[[ DATA TO EXAMINE, beginning ]]
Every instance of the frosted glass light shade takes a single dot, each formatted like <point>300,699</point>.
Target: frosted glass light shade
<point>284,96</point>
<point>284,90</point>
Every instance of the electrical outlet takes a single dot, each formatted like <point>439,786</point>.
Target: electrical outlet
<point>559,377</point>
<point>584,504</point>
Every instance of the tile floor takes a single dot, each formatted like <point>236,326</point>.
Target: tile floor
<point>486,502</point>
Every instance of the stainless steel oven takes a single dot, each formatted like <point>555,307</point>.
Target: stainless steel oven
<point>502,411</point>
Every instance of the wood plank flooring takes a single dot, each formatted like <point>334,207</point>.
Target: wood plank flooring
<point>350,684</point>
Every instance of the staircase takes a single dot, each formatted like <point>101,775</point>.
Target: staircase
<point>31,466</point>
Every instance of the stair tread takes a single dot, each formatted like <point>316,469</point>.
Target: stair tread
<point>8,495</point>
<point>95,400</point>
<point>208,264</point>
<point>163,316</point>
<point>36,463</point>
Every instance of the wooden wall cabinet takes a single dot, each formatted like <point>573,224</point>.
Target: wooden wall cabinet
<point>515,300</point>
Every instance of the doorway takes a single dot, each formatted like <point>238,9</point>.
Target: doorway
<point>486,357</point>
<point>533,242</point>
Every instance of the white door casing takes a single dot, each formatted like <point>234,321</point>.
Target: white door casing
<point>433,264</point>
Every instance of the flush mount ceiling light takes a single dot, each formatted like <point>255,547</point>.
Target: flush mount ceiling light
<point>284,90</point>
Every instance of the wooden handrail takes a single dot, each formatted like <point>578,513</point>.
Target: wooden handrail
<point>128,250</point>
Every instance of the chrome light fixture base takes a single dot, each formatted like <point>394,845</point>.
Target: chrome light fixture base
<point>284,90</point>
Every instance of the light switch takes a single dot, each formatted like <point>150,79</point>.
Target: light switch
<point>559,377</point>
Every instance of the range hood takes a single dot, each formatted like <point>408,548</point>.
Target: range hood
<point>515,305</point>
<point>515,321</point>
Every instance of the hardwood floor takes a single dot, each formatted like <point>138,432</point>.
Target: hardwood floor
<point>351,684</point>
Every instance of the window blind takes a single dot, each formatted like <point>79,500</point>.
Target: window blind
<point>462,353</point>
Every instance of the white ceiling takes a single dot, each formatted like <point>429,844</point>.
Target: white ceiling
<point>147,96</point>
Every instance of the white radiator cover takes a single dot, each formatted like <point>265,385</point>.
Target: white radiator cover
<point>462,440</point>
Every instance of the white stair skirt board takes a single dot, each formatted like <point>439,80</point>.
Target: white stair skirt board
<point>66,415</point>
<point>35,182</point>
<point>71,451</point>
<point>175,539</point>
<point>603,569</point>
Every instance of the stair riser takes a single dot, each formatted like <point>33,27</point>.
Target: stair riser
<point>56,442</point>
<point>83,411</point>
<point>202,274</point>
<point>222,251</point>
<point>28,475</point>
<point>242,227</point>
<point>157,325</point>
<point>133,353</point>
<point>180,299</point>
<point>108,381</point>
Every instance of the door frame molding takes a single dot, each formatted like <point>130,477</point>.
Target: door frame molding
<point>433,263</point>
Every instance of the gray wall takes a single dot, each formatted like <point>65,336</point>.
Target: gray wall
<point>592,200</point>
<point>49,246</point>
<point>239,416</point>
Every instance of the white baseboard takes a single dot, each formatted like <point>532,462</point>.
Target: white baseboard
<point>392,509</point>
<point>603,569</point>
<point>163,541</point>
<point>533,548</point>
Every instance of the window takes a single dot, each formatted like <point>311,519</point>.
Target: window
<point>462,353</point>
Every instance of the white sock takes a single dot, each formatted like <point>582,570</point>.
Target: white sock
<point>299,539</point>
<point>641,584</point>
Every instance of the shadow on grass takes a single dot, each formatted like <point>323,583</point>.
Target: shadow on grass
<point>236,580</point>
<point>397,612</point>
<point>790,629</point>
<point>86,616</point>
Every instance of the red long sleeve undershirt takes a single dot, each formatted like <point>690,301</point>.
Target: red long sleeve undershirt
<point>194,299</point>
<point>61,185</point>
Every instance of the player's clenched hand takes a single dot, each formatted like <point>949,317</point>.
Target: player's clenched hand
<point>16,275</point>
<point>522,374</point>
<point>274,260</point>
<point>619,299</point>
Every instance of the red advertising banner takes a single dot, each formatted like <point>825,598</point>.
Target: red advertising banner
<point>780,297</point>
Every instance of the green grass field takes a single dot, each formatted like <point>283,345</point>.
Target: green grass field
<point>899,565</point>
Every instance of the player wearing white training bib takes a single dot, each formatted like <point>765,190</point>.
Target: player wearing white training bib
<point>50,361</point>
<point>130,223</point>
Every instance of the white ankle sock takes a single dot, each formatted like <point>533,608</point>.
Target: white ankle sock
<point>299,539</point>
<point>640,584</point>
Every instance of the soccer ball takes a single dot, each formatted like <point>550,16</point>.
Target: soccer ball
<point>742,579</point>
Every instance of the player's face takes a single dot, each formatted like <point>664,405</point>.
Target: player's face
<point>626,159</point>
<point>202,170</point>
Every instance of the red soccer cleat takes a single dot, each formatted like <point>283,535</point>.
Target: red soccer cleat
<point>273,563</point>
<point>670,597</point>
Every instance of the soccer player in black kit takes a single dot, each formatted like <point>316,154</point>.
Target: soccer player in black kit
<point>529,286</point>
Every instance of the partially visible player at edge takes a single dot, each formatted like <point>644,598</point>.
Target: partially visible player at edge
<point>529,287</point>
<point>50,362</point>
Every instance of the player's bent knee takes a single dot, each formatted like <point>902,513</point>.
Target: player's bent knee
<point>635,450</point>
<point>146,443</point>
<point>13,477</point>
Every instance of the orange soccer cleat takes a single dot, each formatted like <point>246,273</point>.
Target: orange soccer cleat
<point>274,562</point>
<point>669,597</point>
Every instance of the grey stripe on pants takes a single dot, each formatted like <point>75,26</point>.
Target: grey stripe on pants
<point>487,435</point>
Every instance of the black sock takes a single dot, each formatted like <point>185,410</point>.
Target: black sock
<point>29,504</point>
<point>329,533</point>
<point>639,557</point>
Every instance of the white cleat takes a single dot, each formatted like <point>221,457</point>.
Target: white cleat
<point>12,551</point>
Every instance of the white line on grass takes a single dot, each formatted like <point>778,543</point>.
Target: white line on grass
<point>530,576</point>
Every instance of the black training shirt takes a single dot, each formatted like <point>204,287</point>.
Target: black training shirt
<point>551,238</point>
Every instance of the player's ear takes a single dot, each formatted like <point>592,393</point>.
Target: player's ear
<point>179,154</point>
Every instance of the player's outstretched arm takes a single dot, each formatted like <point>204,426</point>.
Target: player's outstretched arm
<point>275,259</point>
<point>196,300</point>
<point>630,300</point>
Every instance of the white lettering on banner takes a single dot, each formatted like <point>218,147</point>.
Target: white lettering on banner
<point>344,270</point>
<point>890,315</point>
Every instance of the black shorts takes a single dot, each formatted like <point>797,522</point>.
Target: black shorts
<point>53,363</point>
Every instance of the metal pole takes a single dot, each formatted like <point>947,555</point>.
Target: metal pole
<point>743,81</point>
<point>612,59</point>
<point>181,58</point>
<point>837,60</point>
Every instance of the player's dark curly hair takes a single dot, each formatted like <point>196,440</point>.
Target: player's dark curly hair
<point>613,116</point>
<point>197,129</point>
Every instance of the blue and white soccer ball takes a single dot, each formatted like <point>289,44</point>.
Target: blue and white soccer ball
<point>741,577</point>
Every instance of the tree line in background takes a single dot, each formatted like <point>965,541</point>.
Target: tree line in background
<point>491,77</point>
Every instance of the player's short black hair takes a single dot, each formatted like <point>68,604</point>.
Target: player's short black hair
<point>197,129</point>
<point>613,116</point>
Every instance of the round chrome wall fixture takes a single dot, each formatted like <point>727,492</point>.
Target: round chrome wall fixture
[[ DATA TO EXAMINE, end ]]
_PROBLEM DESCRIPTION_
Extract exactly the leading lines of the data, stopping at and including the line with "Every instance of the electrical".

_RESULT OF THIS EXERCISE_
Every instance of the frosted glass light shade takes a single dot, each formatted like <point>300,699</point>.
Target: frosted glass light shade
<point>284,96</point>
<point>284,90</point>
Every instance of the electrical outlet takes a single dot, each formatted like <point>439,786</point>.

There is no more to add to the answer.